> _Sayfa Alıntısı_

GAZETECİLER PARA ALMALI YA DA VERMELİ Mİ  YOKSA…

         Zaman zaman sözüm ona aklı evveller, çok  bilmişler, güya bizleri eleştirmek v e hatta küçük düşürmek için,” işte para almıştır ve yazmıştır.”derler. Bu yorumu da klasik haberler için değil, öven-yeren propaganda amaçlı olan yazılar için söylerler.

         Bir yakınım milletvekili seçimlerine giriyordu. Rakiplerinden birisinin özgeçmişini yazdımdı. Demişti ki “Akay 100 dolar almış da yazmış.” Gülmüştüm. Yahu 100 dolar çok paradır. Sen elli dolar ver, seni de yazayım.

         Av.Sadi Balamir ile bir gün sohbetimizde. Bana, “Sen para alıp siyasileri yazıyorsun”  demişti. Ben de niye almıyayım ki dediğimde.

         -Sen gazeteci değil misin demişti. Ben de:

         -Sen de avukatsın. Hırsızı, eğriyi, oğruyu, k atili, sapığı para alıp savunuyorsun. Madem bu işler parasız oluyor. Sen de para almadan yapsana…  dediğimde hemen susmuştu.

         Sanki gazetecilerin tarlasında dolar bitiyor ya da bürolarından altın fışkırıyor. Öyle olsa bile bir emeğin zahmetin karşılığı vardır. Yanısıra masrafı gideri vardır.

         Okuldayız. Bakanlık müfettişleri gelmiş. Bütünleme sınavları için denetim yapıyorlar. Zümre toplantısında bizlere hitaben:

         -Arkadaşlar bu günlerde kapınızı çalan çok olur. Bir bakraç yoğurt, bir sepet yumurta getiren olur. Sakın tenezzül ve tevessül etmeyin dediklerinde ben yerimden

         -Ah nerde o günler dedim. Herkes kahkahaya boğulduydu.

         Özellikle seçimlerde gelir adaylar. Hocam benim propagandamı yap. Röportaj yapalım. .Düşüncelerimi kamuoyuna ilet derler. Basılan gazetem normalde 500 baskı yapar. Ama siyasetçi bütün bir Iğdır’a ve hatta ilçelere köylere ulaşmasını ister. Bu ise en az 5 bin baskı demektir. Şimdi ben babamın hayrına emekli maaşımdan 5 bin baskı yapacam. İki üç eleman tutacam. Üç gün, köy köy, belde belde dağıtımı yapacam. Yemek parası taksi parası da cabası. Var mı bunun mantığı gereği. Elbetteki o siyasi kişilik talep etmişse, bu masrafı da karşılaması gerekmez mi?

> _Yapılacak Görevler_
1 > Gazetecilerin para almasını konu alan yazıya göre gazete normalde kaç baskı yapıyor?
2 > Gazetecilerin para almasını konu alan yazıyı son cümlesinden sonra devam ettirin.
Ardından gelen materyal, bu metinden bağımsız ayrı bir kaynaktır.

Koordinat işaretleme kayıtları:
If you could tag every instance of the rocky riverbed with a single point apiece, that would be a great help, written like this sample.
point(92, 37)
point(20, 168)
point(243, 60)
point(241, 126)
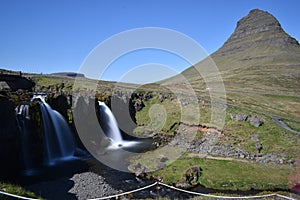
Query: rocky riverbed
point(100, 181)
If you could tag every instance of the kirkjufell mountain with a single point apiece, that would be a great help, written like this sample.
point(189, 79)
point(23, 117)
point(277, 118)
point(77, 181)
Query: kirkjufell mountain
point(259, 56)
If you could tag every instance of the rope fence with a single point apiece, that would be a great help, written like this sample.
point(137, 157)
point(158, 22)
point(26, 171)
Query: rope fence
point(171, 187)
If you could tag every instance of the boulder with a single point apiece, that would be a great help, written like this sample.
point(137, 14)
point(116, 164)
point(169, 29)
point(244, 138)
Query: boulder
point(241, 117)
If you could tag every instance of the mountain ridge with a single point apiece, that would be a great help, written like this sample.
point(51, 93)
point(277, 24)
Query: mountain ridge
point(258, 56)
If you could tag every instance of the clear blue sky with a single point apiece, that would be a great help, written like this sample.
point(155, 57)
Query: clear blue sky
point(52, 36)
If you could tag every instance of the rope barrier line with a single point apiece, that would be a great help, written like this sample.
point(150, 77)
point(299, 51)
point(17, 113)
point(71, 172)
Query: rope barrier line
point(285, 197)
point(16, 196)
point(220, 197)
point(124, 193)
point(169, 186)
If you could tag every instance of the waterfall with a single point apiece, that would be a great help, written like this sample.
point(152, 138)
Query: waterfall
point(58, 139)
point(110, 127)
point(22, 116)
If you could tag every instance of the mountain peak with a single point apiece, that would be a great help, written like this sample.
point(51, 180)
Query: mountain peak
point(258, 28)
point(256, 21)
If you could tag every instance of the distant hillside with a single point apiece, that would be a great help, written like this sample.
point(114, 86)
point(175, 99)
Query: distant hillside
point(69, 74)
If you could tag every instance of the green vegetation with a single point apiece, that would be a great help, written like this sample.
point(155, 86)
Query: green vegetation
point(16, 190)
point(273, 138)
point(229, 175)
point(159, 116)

> _Görev Yanıtları_
1 > Normalde 500 baskı.

2 >
         Burada benim çok katı kesin ölçütlerim(kriter) vardır. Kamuoyuna mal olmuş ve kazanma yüzdesi yüksek olanları yazarım. Abartmam. Palavra sıkmam. Ve ancak bir adayı yazarım. Öyle herkes için methiyeler dizmem.

         Bunun dışında rutin gazetecilikte ne kimse bize para verir. Ne de biz de para olur ki bize yazı gönderenlere para verelim. Zaten böyle bir şeyin gündeme gelmesi çok komik olur. Nitekim 20 yılı aşkın gazetecilik yaparım böyle bir olay vuku bulmadı. Basılı gazeteyi dahi parasız dağıtırız. Hatırlatırım. 1 lira istesek kimse gazete almaz. Okumaz.

         Benim haber sitemde belli bir birikimi, dünya görüşü olan bir çok yazar arkadaş vardır. Hepsi de Iğdır dışında otururlar. Bunlarla para konusu asla ve katiyetle söz konusu dahi olmamıştır. Zira dayanağı ve anlamı yoktur da ondan.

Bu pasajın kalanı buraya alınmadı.